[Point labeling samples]
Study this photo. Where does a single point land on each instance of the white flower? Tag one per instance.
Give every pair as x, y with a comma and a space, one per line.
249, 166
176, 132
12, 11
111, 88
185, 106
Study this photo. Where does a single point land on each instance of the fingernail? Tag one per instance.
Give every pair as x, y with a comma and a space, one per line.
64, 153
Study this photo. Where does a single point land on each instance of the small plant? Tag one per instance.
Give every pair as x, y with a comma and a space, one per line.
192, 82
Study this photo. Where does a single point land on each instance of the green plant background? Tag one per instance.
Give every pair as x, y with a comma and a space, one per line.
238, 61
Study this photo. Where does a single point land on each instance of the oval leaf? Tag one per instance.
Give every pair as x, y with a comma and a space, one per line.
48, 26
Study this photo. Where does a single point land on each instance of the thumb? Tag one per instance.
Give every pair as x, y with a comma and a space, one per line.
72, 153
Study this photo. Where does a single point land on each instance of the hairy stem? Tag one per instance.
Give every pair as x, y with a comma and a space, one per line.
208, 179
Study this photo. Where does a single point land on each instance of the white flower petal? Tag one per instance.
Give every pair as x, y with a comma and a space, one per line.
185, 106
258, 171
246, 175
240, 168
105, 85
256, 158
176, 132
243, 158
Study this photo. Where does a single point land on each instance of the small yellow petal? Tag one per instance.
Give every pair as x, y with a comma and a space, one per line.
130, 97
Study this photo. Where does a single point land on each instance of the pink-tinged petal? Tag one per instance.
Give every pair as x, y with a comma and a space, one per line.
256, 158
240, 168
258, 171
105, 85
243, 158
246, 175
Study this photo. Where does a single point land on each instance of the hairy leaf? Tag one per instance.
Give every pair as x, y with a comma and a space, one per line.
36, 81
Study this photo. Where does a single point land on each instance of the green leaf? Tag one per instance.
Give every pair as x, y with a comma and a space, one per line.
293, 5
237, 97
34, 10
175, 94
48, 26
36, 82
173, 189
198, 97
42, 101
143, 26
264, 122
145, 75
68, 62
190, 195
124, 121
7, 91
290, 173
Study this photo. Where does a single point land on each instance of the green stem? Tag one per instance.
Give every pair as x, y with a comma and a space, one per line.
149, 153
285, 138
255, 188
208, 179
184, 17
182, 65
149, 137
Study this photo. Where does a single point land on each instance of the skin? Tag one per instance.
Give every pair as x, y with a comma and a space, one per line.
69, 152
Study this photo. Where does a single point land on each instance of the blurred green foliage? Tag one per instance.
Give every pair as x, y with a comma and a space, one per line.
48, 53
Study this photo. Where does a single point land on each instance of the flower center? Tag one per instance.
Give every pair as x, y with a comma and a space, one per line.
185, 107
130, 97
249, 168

> _THE REQUEST_
Could you set down every line above again, word for word, with nothing changed?

> _FINISHED TASK_
Study this photo. Where does a single point land on each instance of the white flower? Tag one per instance.
Give every pair as x, y with a comma and a space, one per line.
249, 166
176, 132
12, 11
111, 88
185, 106
Study this photo. Where does a single point land on each instance of the fingernail? Tag one per instance.
Give every pair as x, y with a comma and a space, one per line.
64, 153
Study this photo. Where does a single point land on each instance of the small plant? Tag one per instance.
Give every pair as x, y with a comma and a space, one per line.
192, 82
Study this photo. Where does a single point land on each instance of the green plant background? Tag one per instance.
Give every pair as x, y with a comma and a space, one per line.
238, 61
Study this photo. Where does a single point land on each instance of the oval leaf? Tag one per instance.
Give every pair as x, y with a comma and a space, one per line.
48, 26
Study this photo. Where does a single point land on each instance of the thumb? Tag one per instance.
Give every pair as x, y with a comma and a space, one per line.
72, 153
Study this photo. Where does a single point land on each instance of the hairy stem? Tag one per instance.
Give every pair as x, y with a comma and a space, one per line.
208, 179
Study this photo. Where does a single point land on each instance of the white flower petal? Tag one per instance.
Give every pair as x, y with a comma and a space, one per line.
185, 106
258, 171
246, 175
240, 168
105, 85
256, 158
176, 132
243, 158
Study this photo. Where does a single point land on each instance of the small yellow petal? Tag one per instance.
Give every pair as x, y with a comma and a space, one per line.
130, 97
Study this photo. Where does a single point land on each instance of the pink-tinged petal? Tag one per instance.
Give every pair as x, y with a comma and a space, one per line.
256, 158
240, 168
258, 171
105, 85
243, 158
246, 175
Study this photo. Where does a single point land on each instance of the hairy leaf? Tag one per instance.
Give every pair as x, y with a comma and a space, one per line.
36, 81
Study this photo. Where does a single point land on each instance of the green leaf? Tag one per instance.
Give every pair as x, y with a comma and a space, one per line.
293, 5
237, 97
34, 10
175, 94
48, 26
36, 82
173, 189
198, 97
42, 101
143, 26
264, 122
145, 75
68, 62
190, 195
124, 121
7, 91
290, 173
Study this photo. Where does a single point land on each instance of the green stem? Tag one per instance.
Give every pair as x, y with a comma and a space, one per line.
149, 153
285, 138
255, 188
208, 179
184, 17
182, 65
149, 137
Study this photo. Where does a single point land on each instance of the skin? Tag one per instance.
Give every pair as x, y with a comma and a space, one per line.
69, 152
Study this photo. Where does a single point land on each instance of the blurred green foliage? Tag one per instance.
Give every pair as x, y with a comma and a space, one per line.
48, 53
Study this photo. Where does a single point land on each instance of the flower center? Tag one per instance.
Give every pair as x, y with a comma and a space, one per line.
185, 107
130, 97
249, 168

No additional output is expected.